# Excerpt provided:
--- Start ---
You’ve probably seen them. Barns with faded paint usually in black or red with yellow lettering delivering an old message from another time: “Chew Mail Pouch” and “Treat yourself to the best.” Once upon a time these hand-painted advertisements covered more than 20,000 barns all across America.

Cigars in the Loft

That Mail Pouch barn painting movement all started in a drygoods store in Wheeling, West Virginia.

Stuart Bloch is the former president of the Mail Pouch Tobacco Company in Wheeling. His grandfather was one of the two Bloch brothers that founded the company in 1879. The brothers had a dry goods store on Main Street in Wheeling. As a side business they made cigars in a loft above the store.

“In the course of making these cigars they had all these clippings they didn’t really know what to do with them,” Stuart said. “So they packaged up the clippings from the cigar business to create a new brand-type of chewing tobacco. They flavored it with molasses and licorice and so forth.”

Ohio River Mail

And then they had to come up with a name. Back the late 1800s, one of the highlights in “the day of the life” was getting mail. People in Wheeling would line up at the banks of the Ohio River, anticipating the arrival of the mail pouch bags. The Bloch brothers took the popular thought and ran with it as a name for their new product: Mail Pouch Tobacco.

The Ohio River had one other major impact on the Bloch brothers’ business.

“We had a big flood in 1886,” Stuart said. “It flooded out the down stairs in the dry goods store but the cigar-making was okay upstairs.”
--- End ---
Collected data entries
--- Start ---
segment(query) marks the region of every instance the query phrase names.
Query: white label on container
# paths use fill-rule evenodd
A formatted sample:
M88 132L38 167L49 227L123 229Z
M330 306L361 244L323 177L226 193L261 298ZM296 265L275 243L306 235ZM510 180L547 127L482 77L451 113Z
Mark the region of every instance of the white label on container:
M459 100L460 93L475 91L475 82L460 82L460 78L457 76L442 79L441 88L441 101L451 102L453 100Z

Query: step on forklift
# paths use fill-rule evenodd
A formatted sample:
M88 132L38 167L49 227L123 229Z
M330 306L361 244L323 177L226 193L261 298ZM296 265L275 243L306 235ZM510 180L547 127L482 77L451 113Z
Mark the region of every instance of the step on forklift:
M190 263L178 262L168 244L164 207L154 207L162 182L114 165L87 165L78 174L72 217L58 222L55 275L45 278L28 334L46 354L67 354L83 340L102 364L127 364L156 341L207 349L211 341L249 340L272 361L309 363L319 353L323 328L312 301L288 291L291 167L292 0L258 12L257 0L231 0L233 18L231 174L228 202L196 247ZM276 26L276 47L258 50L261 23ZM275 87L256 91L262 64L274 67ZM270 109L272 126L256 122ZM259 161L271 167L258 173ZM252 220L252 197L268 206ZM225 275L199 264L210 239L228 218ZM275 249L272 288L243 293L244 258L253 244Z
--- End ---
# Exercise directions:
In the excerpt on Mail Pouch barn ads, swap "side business" for "sideline" and write out the passage between "Stuart Bloch is" and "above the store.", inclusive.

# Task answer:
Stuart Bloch is the former president of the Mail Pouch Tobacco Company in Wheeling. His grandfather was one of the two Bloch brothers that founded the company in 1879. The brothers had a dry goods store on Main Street in Wheeling. As a sideline they made cigars in a loft above the store.